• Directions
1) According to the passage on turning protests into political results, what two things does channeling protest energy into actual results take?
2) Retype the part of the passage on turning protests into political results that opens with the words containing "Try, for example, serving" and closes with "in as well.".

• Passage for review
☆ ☆ ☆ ☆ ☆
There’s a long way between a march and the polls, especially since most protests tend to happen in the wake of an electoral defeat. Channeling that energy into actual results takes two things: a coalition bigger than the protest and smart tactics. Ultimately, there’s not much revolutionary about either formula. They require doing the kind of long legwork that has characterized politics since Athens first pulled together its citizen councils.

In fact, someone who really wanted to could probably make a checklist.

Step One: Articulate a goal.

A protest, on its own, is an expression of passion. It can assemble a coalition of citizens who share little more than a need to shout, and since the goal is to make a lot of noise they don’t need to actually agree on much more.

Making change is harder. It takes long-term commitment and is best achieved under a specific, coherent banner. Instead of the mess of left, far left and far, far left ideologies that Occupy failed to unite, the best movements focus on one goal. This allows members to understand the shared project and can keep people from flying apart over unrelated disagreements.

“If you want equality based on gender then you probably need to organize based on that issue,” said Heaney, “and you need to find a way to organize with people who might disagree with you on other things.

“Because I bet you that there are some conservative women who don’t like to be sexually harassed, and I bet you that there are some conservative women who would like to be paid what they’re owed, even if they don’t agree with abortion. So can you bring those groups of women into your movement? Can you even try?”

Step Two: Build local communities. Have regular meetings. Serve cake.

Movements that fizzle rarely plan long term, a failing particularly common on the left. The catharsis offered by protesting simply isn’t enough when it comes time to make a change. In fact, as researchers from Stanford and the University of Toronto found, many of the tactics that get the most publicity on the streets actually reduce public support among voters at large. 

To actually have an effect, a group needs to become a part of its members’ daily lives. Organizers need to hold local meetings, collect email addresses and build a social connection over coffee and semi-stale doughnuts.

This is a critical step because that transition allows a movement to be defined by its message, not its tactics.

“It’s really easy for people to just spin their wheels and go out and make a loud noise,” said Patnaude. “But if you don’t have long-sighted goals you just end up with a mess and people start to fizzle out. They don’t feel organized and connected. I think you can start a movement with a loud noise and I’m angry and upset, but it will fizzle out if you don’t organize around a shared goal.”

A protest represents potential. When millions of people showed up for Washington’s Women’s March, it showed energy that the right leader could tap into. Few people have the energy for sustained outrage, though. When a protester puts down her sign, there’s still work and family and finances and more, all competing for her time, all good reasons to drop out. 

Movements that endure find a way to fit into daily life. They have to become normalized for both their members and the community at large, a fun thing to do on a Tuesday night. Otherwise, they end up a flash in the pan.

Try, for example, serving cake.

Step Three: Ask for more. Give responsibilities.

Properly organized movements, said Williamson, can have a “transformative effect” on those who participate. These are the groups that push down tasks to the volunteers, asking them to take on personal responsibilities. It creates a sense of ownership that connects people to the larger mission and encourages them to not only stay involved but to encourage friends and family to join in as well.
☆ ☆ ☆ ☆ ☆
• Input data
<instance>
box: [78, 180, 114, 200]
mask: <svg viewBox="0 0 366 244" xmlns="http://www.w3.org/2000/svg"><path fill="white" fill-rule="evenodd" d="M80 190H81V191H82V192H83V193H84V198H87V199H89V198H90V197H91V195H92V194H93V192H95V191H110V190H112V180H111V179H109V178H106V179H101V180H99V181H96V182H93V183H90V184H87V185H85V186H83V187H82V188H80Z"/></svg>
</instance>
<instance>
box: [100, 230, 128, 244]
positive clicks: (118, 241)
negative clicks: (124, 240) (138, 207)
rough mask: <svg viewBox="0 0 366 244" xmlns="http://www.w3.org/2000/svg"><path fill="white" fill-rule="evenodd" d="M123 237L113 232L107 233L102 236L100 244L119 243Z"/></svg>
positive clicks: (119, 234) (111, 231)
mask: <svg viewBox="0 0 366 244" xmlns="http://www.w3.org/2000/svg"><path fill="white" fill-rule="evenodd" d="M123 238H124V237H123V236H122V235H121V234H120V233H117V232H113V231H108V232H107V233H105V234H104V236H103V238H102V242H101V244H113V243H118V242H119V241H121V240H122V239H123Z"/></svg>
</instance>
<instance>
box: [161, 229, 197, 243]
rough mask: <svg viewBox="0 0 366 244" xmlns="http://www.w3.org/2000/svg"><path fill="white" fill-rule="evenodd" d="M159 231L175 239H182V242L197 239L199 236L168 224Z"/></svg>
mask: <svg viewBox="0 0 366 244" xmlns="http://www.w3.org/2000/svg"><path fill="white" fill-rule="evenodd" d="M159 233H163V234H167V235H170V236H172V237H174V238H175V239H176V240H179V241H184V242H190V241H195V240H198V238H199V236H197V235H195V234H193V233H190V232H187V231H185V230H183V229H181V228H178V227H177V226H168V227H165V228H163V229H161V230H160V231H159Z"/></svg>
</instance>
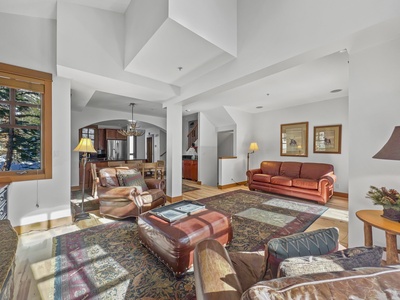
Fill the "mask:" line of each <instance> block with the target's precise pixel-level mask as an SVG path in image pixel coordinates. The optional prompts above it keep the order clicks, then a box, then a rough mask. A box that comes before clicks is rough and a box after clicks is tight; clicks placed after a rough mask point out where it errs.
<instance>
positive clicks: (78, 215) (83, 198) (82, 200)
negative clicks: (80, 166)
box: [74, 138, 96, 222]
mask: <svg viewBox="0 0 400 300" xmlns="http://www.w3.org/2000/svg"><path fill="white" fill-rule="evenodd" d="M74 151H78V152H82V153H83V154H82V206H81V212H80V213H78V214H75V222H78V221H80V220H85V219H90V216H89V214H88V213H87V212H85V210H84V208H83V203H84V202H85V173H86V161H87V154H88V153H96V150H95V149H94V147H93V144H92V141H91V139H89V138H81V140H80V142H79V144H78V146H76V148H75V149H74Z"/></svg>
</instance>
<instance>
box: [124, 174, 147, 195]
mask: <svg viewBox="0 0 400 300" xmlns="http://www.w3.org/2000/svg"><path fill="white" fill-rule="evenodd" d="M120 177H121V179H122V183H123V185H124V186H139V187H140V188H141V192H144V191H147V190H148V189H149V188H148V187H147V184H146V182H145V181H144V178H143V176H142V174H141V173H140V172H134V173H133V174H126V173H125V174H118V179H119V178H120Z"/></svg>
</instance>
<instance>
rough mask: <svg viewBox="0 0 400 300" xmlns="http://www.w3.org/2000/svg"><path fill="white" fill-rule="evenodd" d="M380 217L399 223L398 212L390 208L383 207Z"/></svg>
mask: <svg viewBox="0 0 400 300" xmlns="http://www.w3.org/2000/svg"><path fill="white" fill-rule="evenodd" d="M382 217H384V218H386V219H389V220H392V221H396V222H400V211H398V210H396V209H393V208H391V207H384V208H383V215H382Z"/></svg>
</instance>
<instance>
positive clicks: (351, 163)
mask: <svg viewBox="0 0 400 300" xmlns="http://www.w3.org/2000/svg"><path fill="white" fill-rule="evenodd" d="M399 53H400V38H398V39H396V40H392V41H390V42H387V43H382V44H380V45H377V46H375V47H371V48H369V49H366V50H364V51H361V52H357V53H351V51H350V88H349V120H350V123H349V129H350V135H349V140H350V147H349V148H350V155H349V162H350V163H349V169H350V172H349V216H350V221H349V245H350V246H356V245H362V244H363V243H364V239H363V234H362V232H363V224H362V222H361V221H360V220H358V219H357V217H356V216H355V213H356V211H357V210H360V209H382V207H381V206H373V205H372V202H371V200H370V199H366V198H365V195H366V193H367V191H368V190H369V186H370V185H374V186H377V187H382V186H385V187H388V188H394V189H397V190H400V163H399V162H398V161H391V160H380V159H373V158H372V156H373V155H375V154H376V153H377V152H378V151H379V150H380V149H381V148H382V146H383V145H384V144H385V143H386V142H387V140H388V139H389V137H390V135H391V134H392V131H393V129H394V127H395V126H398V125H400V119H399V111H400V89H399V86H400V85H399V79H400V56H399ZM373 236H374V244H376V245H380V246H385V237H384V233H383V232H382V231H381V230H376V229H374V230H373Z"/></svg>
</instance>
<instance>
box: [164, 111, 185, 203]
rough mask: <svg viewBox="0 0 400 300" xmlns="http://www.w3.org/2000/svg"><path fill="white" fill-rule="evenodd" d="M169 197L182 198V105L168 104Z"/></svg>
mask: <svg viewBox="0 0 400 300" xmlns="http://www.w3.org/2000/svg"><path fill="white" fill-rule="evenodd" d="M166 184H167V197H168V199H169V200H170V201H172V202H175V201H179V200H181V199H182V106H181V105H180V104H171V105H168V106H167V176H166Z"/></svg>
☆ ☆ ☆ ☆ ☆
• Answers given
1) A coalition bigger than the protest and smart tactics.

2)
Try, for example, serving cake.

Step Three: Ask for more. Give responsibilities.

Properly organized movements, said Williamson, can have a “transformative effect” on those who participate. These are the groups that push down tasks to the volunteers, asking them to take on personal responsibilities. It creates a sense of ownership that connects people to the larger mission and encourages them to not only stay involved but to encourage friends and family to join in as well.